### Written problem
Output every line of the rows below as a JSON list of strings, one string per line, skipping blank lines.
——
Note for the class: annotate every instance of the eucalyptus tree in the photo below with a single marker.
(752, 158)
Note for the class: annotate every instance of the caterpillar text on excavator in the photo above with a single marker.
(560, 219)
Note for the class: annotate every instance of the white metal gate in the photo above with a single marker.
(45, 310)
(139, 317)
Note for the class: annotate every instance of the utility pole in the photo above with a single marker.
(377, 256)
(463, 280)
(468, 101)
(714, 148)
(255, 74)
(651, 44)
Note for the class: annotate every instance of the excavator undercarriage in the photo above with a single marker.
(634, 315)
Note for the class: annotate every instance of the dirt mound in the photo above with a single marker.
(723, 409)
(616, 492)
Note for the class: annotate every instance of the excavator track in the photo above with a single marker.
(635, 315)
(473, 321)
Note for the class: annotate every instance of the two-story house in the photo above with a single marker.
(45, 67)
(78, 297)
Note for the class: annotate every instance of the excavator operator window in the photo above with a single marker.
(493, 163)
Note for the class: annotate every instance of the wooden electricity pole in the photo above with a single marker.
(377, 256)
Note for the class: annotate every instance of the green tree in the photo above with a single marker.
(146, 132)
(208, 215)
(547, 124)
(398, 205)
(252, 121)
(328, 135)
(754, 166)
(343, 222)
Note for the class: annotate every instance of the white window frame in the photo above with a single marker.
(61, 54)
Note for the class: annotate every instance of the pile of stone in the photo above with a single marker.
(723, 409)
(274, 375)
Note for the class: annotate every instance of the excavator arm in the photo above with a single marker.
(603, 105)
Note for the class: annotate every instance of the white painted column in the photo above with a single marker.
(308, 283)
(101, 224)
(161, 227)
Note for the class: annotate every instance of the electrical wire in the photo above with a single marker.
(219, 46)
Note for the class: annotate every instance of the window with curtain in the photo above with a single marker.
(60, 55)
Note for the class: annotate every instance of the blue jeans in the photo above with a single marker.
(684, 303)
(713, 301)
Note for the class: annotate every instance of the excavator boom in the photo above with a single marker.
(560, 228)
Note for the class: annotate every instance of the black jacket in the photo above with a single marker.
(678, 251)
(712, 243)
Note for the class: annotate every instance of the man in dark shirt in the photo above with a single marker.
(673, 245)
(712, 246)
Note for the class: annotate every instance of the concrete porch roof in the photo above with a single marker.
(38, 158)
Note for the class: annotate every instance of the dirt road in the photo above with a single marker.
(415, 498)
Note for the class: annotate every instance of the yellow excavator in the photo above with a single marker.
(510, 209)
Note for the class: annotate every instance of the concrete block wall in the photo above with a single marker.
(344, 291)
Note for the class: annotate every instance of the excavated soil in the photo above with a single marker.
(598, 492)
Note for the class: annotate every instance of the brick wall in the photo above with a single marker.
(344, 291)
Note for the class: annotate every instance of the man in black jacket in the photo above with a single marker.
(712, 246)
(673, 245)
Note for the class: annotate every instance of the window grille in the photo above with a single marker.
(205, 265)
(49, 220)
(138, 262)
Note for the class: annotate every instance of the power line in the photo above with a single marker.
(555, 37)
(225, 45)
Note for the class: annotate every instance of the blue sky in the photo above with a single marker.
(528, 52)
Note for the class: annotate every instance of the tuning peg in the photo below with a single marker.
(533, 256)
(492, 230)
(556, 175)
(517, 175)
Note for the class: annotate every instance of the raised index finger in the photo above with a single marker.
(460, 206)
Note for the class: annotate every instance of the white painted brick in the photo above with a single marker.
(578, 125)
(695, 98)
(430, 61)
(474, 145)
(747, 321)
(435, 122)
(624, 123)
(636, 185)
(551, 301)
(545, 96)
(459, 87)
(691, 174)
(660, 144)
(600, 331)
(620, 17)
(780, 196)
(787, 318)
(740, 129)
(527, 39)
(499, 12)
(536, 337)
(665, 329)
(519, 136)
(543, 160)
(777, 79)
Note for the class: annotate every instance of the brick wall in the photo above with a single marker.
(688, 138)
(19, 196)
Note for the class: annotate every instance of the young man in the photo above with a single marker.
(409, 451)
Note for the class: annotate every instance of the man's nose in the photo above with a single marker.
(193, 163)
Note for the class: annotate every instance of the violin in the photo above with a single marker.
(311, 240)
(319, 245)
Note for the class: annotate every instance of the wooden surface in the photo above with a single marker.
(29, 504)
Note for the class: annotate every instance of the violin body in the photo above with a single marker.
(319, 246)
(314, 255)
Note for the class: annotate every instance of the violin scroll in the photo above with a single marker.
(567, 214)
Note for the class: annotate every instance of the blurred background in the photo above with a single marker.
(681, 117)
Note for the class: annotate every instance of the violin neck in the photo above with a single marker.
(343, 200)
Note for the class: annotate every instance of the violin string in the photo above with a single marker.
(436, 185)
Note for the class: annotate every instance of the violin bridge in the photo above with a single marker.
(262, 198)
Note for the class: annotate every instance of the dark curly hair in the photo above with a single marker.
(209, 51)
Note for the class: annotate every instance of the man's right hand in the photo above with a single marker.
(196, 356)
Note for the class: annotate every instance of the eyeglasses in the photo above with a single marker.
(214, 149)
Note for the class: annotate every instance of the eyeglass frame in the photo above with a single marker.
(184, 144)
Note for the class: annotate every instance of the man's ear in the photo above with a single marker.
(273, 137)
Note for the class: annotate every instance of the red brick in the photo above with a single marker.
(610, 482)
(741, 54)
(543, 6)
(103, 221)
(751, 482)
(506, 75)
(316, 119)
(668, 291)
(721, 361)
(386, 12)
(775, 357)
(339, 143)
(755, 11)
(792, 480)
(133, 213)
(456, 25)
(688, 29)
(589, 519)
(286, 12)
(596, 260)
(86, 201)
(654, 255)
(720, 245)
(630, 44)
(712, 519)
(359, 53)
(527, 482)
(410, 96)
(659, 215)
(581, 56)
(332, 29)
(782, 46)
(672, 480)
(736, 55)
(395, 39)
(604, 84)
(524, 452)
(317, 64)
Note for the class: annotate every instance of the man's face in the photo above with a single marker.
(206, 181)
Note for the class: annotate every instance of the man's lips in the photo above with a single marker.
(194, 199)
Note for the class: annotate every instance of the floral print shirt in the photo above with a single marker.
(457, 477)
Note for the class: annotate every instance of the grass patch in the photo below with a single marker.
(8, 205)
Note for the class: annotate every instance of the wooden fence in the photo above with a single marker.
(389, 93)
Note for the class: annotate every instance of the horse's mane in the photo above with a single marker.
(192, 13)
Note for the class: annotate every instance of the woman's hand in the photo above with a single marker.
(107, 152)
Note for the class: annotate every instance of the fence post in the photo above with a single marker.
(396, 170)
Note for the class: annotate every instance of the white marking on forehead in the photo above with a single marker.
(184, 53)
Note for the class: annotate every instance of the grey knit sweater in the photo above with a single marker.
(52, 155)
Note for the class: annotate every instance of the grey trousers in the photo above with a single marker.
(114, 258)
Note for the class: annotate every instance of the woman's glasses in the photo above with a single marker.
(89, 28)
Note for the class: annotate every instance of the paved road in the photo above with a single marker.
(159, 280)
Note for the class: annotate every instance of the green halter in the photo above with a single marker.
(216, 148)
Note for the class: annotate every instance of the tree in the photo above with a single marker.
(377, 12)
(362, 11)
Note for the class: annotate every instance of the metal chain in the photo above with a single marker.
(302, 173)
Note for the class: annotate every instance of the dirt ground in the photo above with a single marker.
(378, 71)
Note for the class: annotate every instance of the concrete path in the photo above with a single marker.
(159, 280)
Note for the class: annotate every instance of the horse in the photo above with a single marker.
——
### Task answer
[
  "Note for the class: annotate every instance of the eucalyptus tree in the photo below with a single marker.",
  "(752, 158)",
  "Note for the class: annotate every instance of the caterpillar text on excavator in the photo above with a single marker.",
  "(560, 219)",
  "Note for the class: annotate every instance of the white metal gate in the photo above with a single marker.",
  "(45, 310)",
  "(139, 317)",
  "Note for the class: annotate every instance of the utility pole in the photo above with a single marker.",
  "(377, 256)",
  "(463, 280)",
  "(468, 101)",
  "(714, 148)",
  "(255, 74)",
  "(651, 44)",
  "Note for the class: annotate every instance of the excavator undercarriage in the photo above with a single marker.",
  "(634, 315)",
  "Note for the class: annotate every instance of the dirt mound in the photo above with a single marker.",
  "(723, 409)",
  "(616, 492)",
  "Note for the class: annotate every instance of the excavator track in the photo above with a single marker.",
  "(635, 315)",
  "(473, 321)",
  "Note for the class: annotate every instance of the two-story house in the photo above with a single marker.",
  "(45, 67)",
  "(78, 297)",
  "Note for the class: annotate every instance of the excavator operator window in the photo above with a single marker.",
  "(493, 163)",
  "Note for the class: annotate every instance of the wooden electricity pole in the photo above with a single marker.",
  "(377, 256)",
  "Note for the class: annotate every instance of the green tree in the photo above with a single marker.",
  "(146, 132)",
  "(208, 215)",
  "(547, 124)",
  "(398, 205)",
  "(252, 121)",
  "(328, 135)",
  "(754, 166)",
  "(343, 222)",
  "Note for the class: annotate every instance of the white window frame in the photo above with a single marker.",
  "(61, 54)",
  "Note for the class: annotate every instance of the pile of stone in the photo above with a single marker.",
  "(723, 409)",
  "(274, 375)",
  "Note for the class: annotate every instance of the excavator arm in the photo above with a single marker.",
  "(603, 105)",
  "Note for the class: annotate every instance of the white painted column in the photo above with a single marker.",
  "(308, 283)",
  "(101, 224)",
  "(161, 227)",
  "Note for the class: annotate every instance of the electrical wire in the photo above with a single marker.",
  "(219, 46)",
  "Note for the class: annotate every instance of the window with curtain in the photo above with a single marker.",
  "(60, 55)",
  "Note for the class: annotate every instance of the blue jeans in the photo above with a single marker.",
  "(684, 303)",
  "(713, 301)",
  "Note for the class: annotate every instance of the excavator boom in the photo above with a single marker.",
  "(560, 228)",
  "Note for the class: annotate every instance of the black jacket in the photo above with a single marker.",
  "(678, 251)",
  "(712, 243)",
  "Note for the class: annotate every instance of the man in dark shirt in the photo above with a single marker.",
  "(673, 245)",
  "(712, 246)",
  "Note for the class: annotate every instance of the concrete porch roof in the photo above with a single marker.",
  "(38, 158)",
  "Note for the class: annotate every instance of the dirt road in the photo above with a single marker.",
  "(415, 498)",
  "Note for the class: annotate every instance of the yellow excavator in the photo above with a single marker.",
  "(510, 209)",
  "Note for the class: annotate every instance of the concrete block wall in the photo above with a single marker.",
  "(344, 291)",
  "Note for the class: annotate every instance of the excavated soil in the photo above with a single marker.",
  "(598, 492)",
  "Note for the class: annotate every instance of the brick wall in the photo above with a single marker.",
  "(344, 291)",
  "Note for the class: annotate every instance of the man in black jacket in the photo above with a single marker.",
  "(712, 246)",
  "(673, 245)",
  "Note for the class: annotate every instance of the window grille in the photo above with a single marker.",
  "(205, 265)",
  "(49, 220)",
  "(138, 262)",
  "Note for the class: annotate every instance of the power line in the photo above with a single marker.",
  "(555, 37)",
  "(225, 45)",
  "Note for the class: annotate every instance of the blue sky in the photo above with a single marker.",
  "(528, 52)",
  "Note for the class: annotate every instance of the tuning peg in the photo below with a single marker.",
  "(533, 256)",
  "(492, 230)",
  "(556, 175)",
  "(517, 175)",
  "Note for the class: annotate every instance of the raised index finger in the photo above with a single marker.",
  "(460, 206)",
  "Note for the class: annotate every instance of the white painted brick in the photo above with a single marker.",
  "(578, 125)",
  "(695, 98)",
  "(430, 61)",
  "(474, 145)",
  "(747, 321)",
  "(435, 122)",
  "(624, 123)",
  "(636, 185)",
  "(551, 301)",
  "(545, 96)",
  "(459, 87)",
  "(691, 174)",
  "(660, 144)",
  "(600, 331)",
  "(620, 17)",
  "(780, 196)",
  "(787, 318)",
  "(740, 129)",
  "(527, 39)",
  "(499, 12)",
  "(536, 337)",
  "(665, 329)",
  "(519, 136)",
  "(543, 160)",
  "(777, 79)",
  "Note for the class: annotate every instance of the brick wall in the photo above with a single marker.",
  "(688, 138)",
  "(19, 196)",
  "Note for the class: annotate every instance of the young man in the photo above with a single marker.",
  "(409, 451)",
  "Note for the class: annotate every instance of the man's nose in the photo above with a single marker.",
  "(193, 163)",
  "Note for the class: annotate every instance of the violin in the photo above with a single marker.",
  "(311, 240)",
  "(319, 245)",
  "Note for the class: annotate every instance of the wooden surface in the photo above with a single marker.",
  "(29, 504)",
  "Note for the class: annotate every instance of the violin body in the photo above with a single marker.",
  "(319, 246)",
  "(314, 255)",
  "Note for the class: annotate every instance of the violin scroll in the photo above with a single marker.",
  "(567, 214)",
  "Note for the class: annotate every instance of the blurred background in the photo above with a single marker.",
  "(681, 117)",
  "Note for the class: annotate every instance of the violin neck in the photo above with a single marker.",
  "(343, 200)",
  "Note for the class: annotate every instance of the violin string in the photo above with a single marker.",
  "(436, 185)",
  "Note for the class: annotate every instance of the violin bridge in the photo above with a single marker.",
  "(262, 198)",
  "Note for the class: annotate every instance of the dark curly hair in the photo above with a single marker.",
  "(209, 51)",
  "Note for the class: annotate every instance of the man's right hand in the photo above with a single marker.",
  "(196, 356)",
  "Note for the class: annotate every instance of the eyeglasses in the photo above with a single marker.",
  "(214, 149)",
  "Note for the class: annotate every instance of the eyeglass frame in the photo above with a single marker.",
  "(184, 144)",
  "Note for the class: annotate every instance of the man's ear in the photo above with a single marker.",
  "(273, 137)",
  "Note for the class: annotate every instance of the red brick in the photo above with a single marker.",
  "(610, 482)",
  "(741, 54)",
  "(543, 6)",
  "(103, 221)",
  "(751, 482)",
  "(506, 75)",
  "(316, 119)",
  "(668, 291)",
  "(721, 361)",
  "(386, 12)",
  "(775, 357)",
  "(339, 143)",
  "(755, 11)",
  "(792, 480)",
  "(133, 213)",
  "(456, 25)",
  "(688, 29)",
  "(589, 519)",
  "(286, 12)",
  "(596, 260)",
  "(86, 201)",
  "(654, 255)",
  "(720, 245)",
  "(630, 44)",
  "(712, 519)",
  "(359, 53)",
  "(527, 482)",
  "(410, 96)",
  "(659, 215)",
  "(581, 56)",
  "(332, 29)",
  "(782, 46)",
  "(672, 480)",
  "(736, 55)",
  "(395, 39)",
  "(604, 84)",
  "(524, 452)",
  "(317, 64)",
  "Note for the class: annotate every instance of the man's face in the photo above with a single marker.",
  "(206, 181)",
  "Note for the class: annotate every instance of the man's lips in the photo above with a single marker.",
  "(194, 199)",
  "Note for the class: annotate every instance of the floral print shirt in the photo above with a single marker.",
  "(457, 477)",
  "Note for the class: annotate every instance of the grass patch in the photo below with a single marker.",
  "(8, 205)",
  "Note for the class: annotate every instance of the wooden fence in the photo above with a single marker.",
  "(389, 93)",
  "Note for the class: annotate every instance of the horse's mane in the photo above with a single marker.",
  "(192, 13)",
  "Note for the class: annotate every instance of the woman's hand in the photo above with a single marker.",
  "(107, 152)",
  "Note for the class: annotate every instance of the fence post in the photo above with a single marker.",
  "(396, 170)",
  "Note for the class: annotate every instance of the white marking on forehead in the photo above with a single marker.",
  "(184, 53)",
  "Note for the class: annotate every instance of the grey knit sweater in the photo above with a single marker.",
  "(52, 155)",
  "Note for the class: annotate every instance of the grey trousers in the photo above with a single marker.",
  "(114, 258)",
  "Note for the class: annotate every instance of the woman's glasses in the photo above with a single marker.",
  "(89, 28)",
  "Note for the class: annotate every instance of the paved road in the photo above with a single marker.",
  "(159, 280)",
  "Note for the class: annotate every instance of the green halter in the photo above with a single marker.",
  "(216, 148)",
  "Note for the class: annotate every instance of the tree in the photo above with a single marker.",
  "(377, 12)",
  "(362, 11)",
  "Note for the class: annotate every instance of the metal chain in the photo above with a single marker.",
  "(302, 173)",
  "Note for the class: annotate every instance of the dirt ground in the photo above with a single marker.",
  "(378, 71)",
  "Note for the class: annotate every instance of the concrete path in the photo above with a single marker.",
  "(159, 280)",
  "Note for the class: annotate every instance of the horse in the photo above with a single marker."
]